▶ [Parts of the exercise]
#1 Answer from the text on choosing a PhD topic:
(a) What is a PhD awarded following?
(b) What two kinds of factors are named as common causes of PhD non-completion?
(c) In what one situation would a choice of topic be likely to directly cause failure?
#2 Copy the text on choosing a PhD topic word for word from "How should someone" to "submit a thesis.".

How should someone choose a PhD topic so that she doesn't fail?
Make sure your advisor has a good track record of graduating students in time.
Anyone just entering or outside the field won't be able to assess PhD topics with good judgement, so it's unfair when advisors fail their students by giving them bad projects. Your best bet at avoiding this is finding an advisor who is unlikely to fail students in this way.
If you find yourself in this position, a good bet is to reach out to other professors and tell them what's going on. It can feel shameful, but I've seen many success stories of people getting a new project and spinning it into enough for a PhD when things aren't working out with their initial advisor.
A PhD is awarded following submission of a thesis. It is extremely rare for a student who submits a thesis to fail. It is quite common for a student to never submit a thesis.
If the goal is simply to pass, then the key questions should be:
- What are the expectations for a thesis in my discipline? Expectations vary, but usually originality is expected.
- Will this thesis topic allow me to meet those expectations?
The one situation where a choice of topic would be likely to directly cause failure would be if the topic is blatantly not original. For example, it is found in well-known textbooks. It is much more common for a student to stop working on their thesis because they do not like the topic.
Financial and health factors are common causes of PhD non-completion.
Speaking as someone currently in the trenches, I’d advise the following general strategies for a doctoral student to maximize their chance for completion. At the very least, all these points should be considered. Also, as others have said, you won't fail a dissertation for having a hypothesis that yields a negative result – a dissertation is very much about the process not the scientific result per se.

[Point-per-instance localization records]
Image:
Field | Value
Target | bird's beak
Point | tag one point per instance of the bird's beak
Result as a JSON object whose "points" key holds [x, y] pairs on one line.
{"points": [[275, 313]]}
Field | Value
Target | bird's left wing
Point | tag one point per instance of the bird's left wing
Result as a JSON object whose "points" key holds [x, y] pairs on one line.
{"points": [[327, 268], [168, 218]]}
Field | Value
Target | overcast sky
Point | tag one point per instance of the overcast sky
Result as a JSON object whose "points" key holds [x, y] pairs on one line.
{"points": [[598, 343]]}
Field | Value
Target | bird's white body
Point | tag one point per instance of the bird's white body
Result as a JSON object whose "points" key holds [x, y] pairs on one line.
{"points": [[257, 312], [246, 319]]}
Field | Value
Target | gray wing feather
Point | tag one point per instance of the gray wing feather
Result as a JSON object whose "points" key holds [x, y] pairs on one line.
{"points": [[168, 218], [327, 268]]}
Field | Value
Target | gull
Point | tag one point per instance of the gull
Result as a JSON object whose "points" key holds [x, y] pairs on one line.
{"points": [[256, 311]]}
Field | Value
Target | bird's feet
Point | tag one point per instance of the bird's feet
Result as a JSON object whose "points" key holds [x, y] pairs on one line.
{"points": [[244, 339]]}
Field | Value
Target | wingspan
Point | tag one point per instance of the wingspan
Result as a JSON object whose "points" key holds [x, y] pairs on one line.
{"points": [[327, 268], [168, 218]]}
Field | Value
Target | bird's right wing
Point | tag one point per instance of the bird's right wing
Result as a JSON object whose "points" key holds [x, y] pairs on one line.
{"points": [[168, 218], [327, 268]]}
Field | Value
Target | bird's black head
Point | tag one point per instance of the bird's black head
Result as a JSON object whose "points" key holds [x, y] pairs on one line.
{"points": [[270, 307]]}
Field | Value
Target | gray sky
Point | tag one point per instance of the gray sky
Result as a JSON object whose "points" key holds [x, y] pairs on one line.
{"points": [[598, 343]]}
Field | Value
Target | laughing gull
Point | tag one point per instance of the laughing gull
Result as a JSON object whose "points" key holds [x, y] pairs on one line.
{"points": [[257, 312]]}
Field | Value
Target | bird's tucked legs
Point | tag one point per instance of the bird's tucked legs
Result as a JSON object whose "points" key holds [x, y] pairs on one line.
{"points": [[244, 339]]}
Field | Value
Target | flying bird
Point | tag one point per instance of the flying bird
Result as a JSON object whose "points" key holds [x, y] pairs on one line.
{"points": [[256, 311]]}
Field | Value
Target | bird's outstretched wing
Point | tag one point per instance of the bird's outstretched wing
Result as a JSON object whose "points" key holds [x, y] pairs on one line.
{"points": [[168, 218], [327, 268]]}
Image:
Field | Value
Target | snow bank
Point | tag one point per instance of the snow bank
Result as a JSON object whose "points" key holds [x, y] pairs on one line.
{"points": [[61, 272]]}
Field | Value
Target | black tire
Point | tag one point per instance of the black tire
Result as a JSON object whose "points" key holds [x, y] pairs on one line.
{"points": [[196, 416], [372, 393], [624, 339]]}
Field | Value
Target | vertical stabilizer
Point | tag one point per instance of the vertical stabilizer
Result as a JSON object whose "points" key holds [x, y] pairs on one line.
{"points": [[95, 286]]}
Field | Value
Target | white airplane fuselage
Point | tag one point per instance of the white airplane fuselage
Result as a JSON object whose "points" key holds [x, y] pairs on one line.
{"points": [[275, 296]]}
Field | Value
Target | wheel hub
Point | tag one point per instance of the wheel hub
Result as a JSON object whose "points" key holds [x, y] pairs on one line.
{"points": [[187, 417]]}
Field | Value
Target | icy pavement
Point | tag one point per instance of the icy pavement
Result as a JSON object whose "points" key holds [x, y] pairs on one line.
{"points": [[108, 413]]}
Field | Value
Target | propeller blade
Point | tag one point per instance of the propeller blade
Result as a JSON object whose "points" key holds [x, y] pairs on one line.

▶ [Exercise responses]
#1
(a) Submission of a thesis.
(b) Financial and health factors.
(c) If the topic is blatantly not original.

#2
How should someone choose a PhD topic so that she doesn't fail?
Make sure your advisor has a good track record of graduating students in time.
Anyone just entering or outside the field won't be able to assess PhD topics with good judgement, so it's unfair when advisors fail their students by giving them bad projects. Your best bet at avoiding this is finding an advisor who is unlikely to fail students in this way.
If you find yourself in this position, a good bet is to reach out to other professors and tell them what's going on. It can feel shameful, but I've seen many success stories of people getting a new project and spinning it into enough for a PhD when things aren't working out with their initial advisor.
A PhD is awarded following submission of a thesis. It is extremely rare for a student who submits a thesis to fail. It is quite common for a student to never submit a thesis.